**EXERCISE REQUIREMENTS**
Write the listing out again verbatim, leaving nothing out.

+++

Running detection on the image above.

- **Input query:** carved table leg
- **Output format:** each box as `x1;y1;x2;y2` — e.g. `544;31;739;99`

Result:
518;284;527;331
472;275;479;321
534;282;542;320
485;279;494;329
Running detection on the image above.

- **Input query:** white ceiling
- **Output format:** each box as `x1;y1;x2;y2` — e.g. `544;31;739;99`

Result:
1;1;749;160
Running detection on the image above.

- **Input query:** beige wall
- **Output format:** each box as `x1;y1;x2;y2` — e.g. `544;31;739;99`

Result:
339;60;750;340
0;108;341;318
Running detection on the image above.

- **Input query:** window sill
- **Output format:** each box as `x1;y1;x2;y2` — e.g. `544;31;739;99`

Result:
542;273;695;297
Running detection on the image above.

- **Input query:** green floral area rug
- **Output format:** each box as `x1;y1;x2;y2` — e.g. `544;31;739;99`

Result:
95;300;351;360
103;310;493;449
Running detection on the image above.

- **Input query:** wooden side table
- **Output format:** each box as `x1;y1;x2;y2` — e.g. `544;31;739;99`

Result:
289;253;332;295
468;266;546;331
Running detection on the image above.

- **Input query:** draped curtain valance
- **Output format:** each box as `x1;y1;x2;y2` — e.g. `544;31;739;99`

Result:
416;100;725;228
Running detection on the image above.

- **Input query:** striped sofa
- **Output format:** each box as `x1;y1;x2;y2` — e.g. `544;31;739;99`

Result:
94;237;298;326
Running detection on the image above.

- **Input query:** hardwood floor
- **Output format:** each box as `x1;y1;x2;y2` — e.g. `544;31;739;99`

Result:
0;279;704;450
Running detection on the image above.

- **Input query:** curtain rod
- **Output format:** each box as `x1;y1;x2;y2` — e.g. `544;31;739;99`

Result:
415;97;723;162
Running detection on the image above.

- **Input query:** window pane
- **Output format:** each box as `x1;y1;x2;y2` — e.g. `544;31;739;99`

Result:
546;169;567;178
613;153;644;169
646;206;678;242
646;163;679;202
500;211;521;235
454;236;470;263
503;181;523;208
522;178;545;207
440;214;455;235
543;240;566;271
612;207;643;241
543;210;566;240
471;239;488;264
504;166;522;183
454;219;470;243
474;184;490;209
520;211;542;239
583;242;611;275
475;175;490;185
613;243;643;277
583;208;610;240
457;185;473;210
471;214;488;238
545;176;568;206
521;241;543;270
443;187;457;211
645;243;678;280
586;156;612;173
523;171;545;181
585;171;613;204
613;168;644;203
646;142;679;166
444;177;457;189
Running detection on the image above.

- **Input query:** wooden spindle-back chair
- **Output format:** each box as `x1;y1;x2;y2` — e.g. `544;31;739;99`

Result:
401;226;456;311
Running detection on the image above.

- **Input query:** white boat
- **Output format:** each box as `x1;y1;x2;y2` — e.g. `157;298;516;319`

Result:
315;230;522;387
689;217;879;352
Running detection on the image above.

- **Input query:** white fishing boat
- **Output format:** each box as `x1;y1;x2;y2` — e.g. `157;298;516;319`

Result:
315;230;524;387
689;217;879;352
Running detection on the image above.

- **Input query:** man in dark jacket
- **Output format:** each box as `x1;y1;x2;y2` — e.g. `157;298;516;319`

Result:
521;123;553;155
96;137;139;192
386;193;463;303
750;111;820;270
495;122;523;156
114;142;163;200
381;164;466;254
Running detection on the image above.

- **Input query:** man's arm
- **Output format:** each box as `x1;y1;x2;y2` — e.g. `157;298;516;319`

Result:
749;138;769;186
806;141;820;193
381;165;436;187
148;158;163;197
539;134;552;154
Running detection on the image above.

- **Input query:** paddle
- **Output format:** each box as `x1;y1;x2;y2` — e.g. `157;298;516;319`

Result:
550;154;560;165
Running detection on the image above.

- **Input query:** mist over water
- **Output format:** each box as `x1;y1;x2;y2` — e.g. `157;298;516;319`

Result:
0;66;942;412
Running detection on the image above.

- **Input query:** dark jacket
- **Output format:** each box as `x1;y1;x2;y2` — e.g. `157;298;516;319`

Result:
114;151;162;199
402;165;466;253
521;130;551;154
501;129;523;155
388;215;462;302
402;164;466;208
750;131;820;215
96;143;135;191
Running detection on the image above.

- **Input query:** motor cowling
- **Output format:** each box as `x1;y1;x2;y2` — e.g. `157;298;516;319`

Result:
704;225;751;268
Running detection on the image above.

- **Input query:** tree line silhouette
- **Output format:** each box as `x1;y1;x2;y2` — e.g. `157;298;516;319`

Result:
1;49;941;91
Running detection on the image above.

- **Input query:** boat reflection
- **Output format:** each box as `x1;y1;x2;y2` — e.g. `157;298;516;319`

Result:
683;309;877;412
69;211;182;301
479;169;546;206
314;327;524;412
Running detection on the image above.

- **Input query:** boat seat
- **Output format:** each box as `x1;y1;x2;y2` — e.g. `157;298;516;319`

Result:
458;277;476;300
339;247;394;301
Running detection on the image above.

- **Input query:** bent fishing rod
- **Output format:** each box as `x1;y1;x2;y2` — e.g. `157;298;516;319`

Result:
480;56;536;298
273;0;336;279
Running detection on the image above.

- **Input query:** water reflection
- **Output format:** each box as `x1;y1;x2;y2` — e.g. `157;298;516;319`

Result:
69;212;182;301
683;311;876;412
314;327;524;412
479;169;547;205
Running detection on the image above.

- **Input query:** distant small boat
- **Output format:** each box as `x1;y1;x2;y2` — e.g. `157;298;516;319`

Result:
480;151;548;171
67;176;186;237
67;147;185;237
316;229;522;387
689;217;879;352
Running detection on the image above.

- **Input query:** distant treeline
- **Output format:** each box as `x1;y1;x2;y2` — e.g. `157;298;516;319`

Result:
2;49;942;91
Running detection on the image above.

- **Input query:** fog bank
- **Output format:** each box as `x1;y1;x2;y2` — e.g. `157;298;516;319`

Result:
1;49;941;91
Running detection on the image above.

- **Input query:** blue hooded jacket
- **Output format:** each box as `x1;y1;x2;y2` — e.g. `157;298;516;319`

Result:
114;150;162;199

+++

**ANSWER TO THIS PROBLEM**
Running detection on the image above.

- **Input query:** carved table leg
- **Output format:** each box as `x1;y1;x2;y2` — e.g. `544;31;739;99`

Result:
518;284;527;331
472;275;479;321
534;282;542;320
485;279;494;329
Running detection on the image above.

- **Input query:** white ceiling
- **Output format:** each box as `x1;y1;x2;y2` — e.g. `544;31;739;99`

Result:
1;1;749;160
Running detection on the image above.

- **Input query:** beige wall
- **Output format:** each box as `x1;y1;x2;y2` — e.g. `544;31;739;99`

Result:
339;60;750;340
0;108;341;318
Running detection on the image above.

- **Input query:** window sill
- **Output format:** each box as `x1;y1;x2;y2` — e.g. `544;31;739;99`

Result:
542;273;695;297
Running detection on the image above.

- **Input query:** green floral area rug
- **Output format:** each box as `x1;y1;x2;y2` — e.g. `544;31;739;99`

Result:
95;300;351;360
103;310;493;449
Running detection on the image above.

- **Input query:** wooden side table
- **Output format:** each box as `x1;y1;x2;y2` — e.g. `544;31;739;99`

Result:
289;253;332;295
468;266;546;331
Running detection on the image above.

- **Input query:** draped curtain valance
- **Output format:** each box as `x1;y1;x2;y2` — e.g. `544;31;739;99`

Result:
416;100;725;228
Running detection on the image above.

- **Input query:** striped sofa
- **Output format:** each box as `x1;y1;x2;y2` — e.g. `544;31;739;99`

Result:
94;237;298;326
Running detection on the image above.

- **Input query:** hardwood floor
- **Output format:** each box as `x1;y1;x2;y2` — e.g. `544;31;739;99`

Result:
0;279;704;450
Running detection on the image above.

- **Input query:** curtain rod
- **Output format:** each box as `x1;y1;x2;y2` — e.g. `544;31;739;99`

Result:
415;97;723;162
Running detection on the image above.

- **Input query:** window pane
- **Output format:** each box as `x1;y1;x2;y2` — e.g. `544;31;739;99`

Result:
546;169;567;178
613;153;644;169
646;206;678;242
646;163;679;202
500;211;521;235
454;236;470;263
503;181;523;208
522;178;545;207
440;214;455;235
543;240;566;271
612;207;643;241
543;210;566;240
471;239;488;264
504;166;522;183
454;219;470;243
474;184;490;209
520;211;542;239
583;242;611;275
475;175;490;185
613;243;643;277
583;208;610;240
457;185;473;210
471;214;488;238
545;176;568;206
521;241;543;270
443;187;457;211
645;243;678;280
586;156;612;173
523;171;545;181
585;171;613;204
613;168;644;203
646;142;679;166
444;177;457;189
Running detection on the image above.

- **Input query:** wooden spindle-back chair
- **Output format:** each box as `x1;y1;x2;y2` — e.g. `544;31;739;99`

Result:
401;226;456;311
Running detection on the image above.

- **Input query:** white boat
- **Output format:** each box as `x1;y1;x2;y2` — e.g. `157;298;516;319`

Result:
315;230;522;387
689;217;879;352
Running detection on the image above.

- **Input query:** white fishing boat
- **Output format:** each box as `x1;y1;x2;y2` — e.g. `157;298;516;319`

Result:
315;230;524;387
689;217;879;352
Running detection on the image above.

- **Input query:** man in dark jacket
- **Output format:** each box as `x1;y1;x2;y2` — e.g. `157;298;516;319`

Result:
521;123;553;155
96;137;139;192
386;193;463;303
750;111;820;270
495;122;523;156
114;142;163;200
381;164;466;254
Running detection on the image above.

- **Input query:** man's arm
- **Output format:** each box as `x1;y1;x2;y2` — e.g. `157;298;516;319`

Result:
749;138;769;186
806;141;820;193
381;165;436;187
148;158;163;197
539;134;552;154
Running detection on the image above.

- **Input query:** paddle
- **Output format:** each box as `x1;y1;x2;y2` — e.g. `157;298;516;319`

Result:
550;154;560;165
Running detection on the image above.

- **Input query:** mist over water
- **Output format:** each box as `x1;y1;x2;y2` — e.g. `157;298;516;319`

Result:
0;66;942;412
Running detection on the image above.

- **Input query:** dark jacket
- **Output format:** each box as `x1;y1;x2;y2` — e.g. `157;298;516;319`

Result:
114;151;162;199
402;165;466;253
521;130;551;154
501;129;523;155
388;215;462;302
402;164;466;208
750;131;820;215
96;143;135;191
Running detection on the image above.

- **Input query:** motor cowling
- **Output format:** each box as `x1;y1;x2;y2` — e.g. `157;298;516;319`

Result:
704;225;751;268
Running detection on the image above.

- **Input query:** tree line silhouette
- **Output format:** each box as `x1;y1;x2;y2` — e.g. `157;298;516;319`

Result:
1;49;941;91
Running detection on the image above.

- **Input query:** boat reflection
- **Output format:** each box as `x1;y1;x2;y2` — e.g. `157;298;516;319`

Result:
683;309;877;412
69;211;182;301
479;169;546;206
314;327;524;412
Running detection on the image above.

- **Input query:** boat seat
- **Output format:** each box as `x1;y1;x2;y2` — e.g. `157;298;516;319`

Result:
458;277;476;300
339;247;394;301
Running detection on the image above.

- **Input query:** bent fishing rod
- **Output format:** each box as `x1;y1;x2;y2` — e.g. `157;298;516;319`

Result:
480;56;536;298
273;0;336;279
Running detection on the image above.

- **Input query:** water reflection
- **Output format:** each box as `x1;y1;x2;y2` — e.g. `157;298;516;319`

Result:
69;212;182;301
683;311;876;412
314;327;524;412
479;169;547;205
Running detection on the image above.

- **Input query:** distant small boat
- **Output format:** each box as `x1;y1;x2;y2` — e.g. `157;298;516;319`

Result:
480;151;548;171
67;176;186;237
67;147;185;237
316;229;522;387
689;217;879;352
Running detection on the image above.

- **Input query:** distant treeline
- **Output format:** each box as `x1;y1;x2;y2` — e.g. `157;298;516;319`

Result:
2;49;942;91
Running detection on the image above.

- **Input query:** fog bank
- **Output format:** each box as `x1;y1;x2;y2` — e.g. `157;298;516;319`

Result:
1;49;941;91
Running detection on the image above.

- **Input query:** blue hooded jacket
- **Output format:** each box as `x1;y1;x2;y2` — e.g. `157;298;516;319`

Result:
114;150;162;199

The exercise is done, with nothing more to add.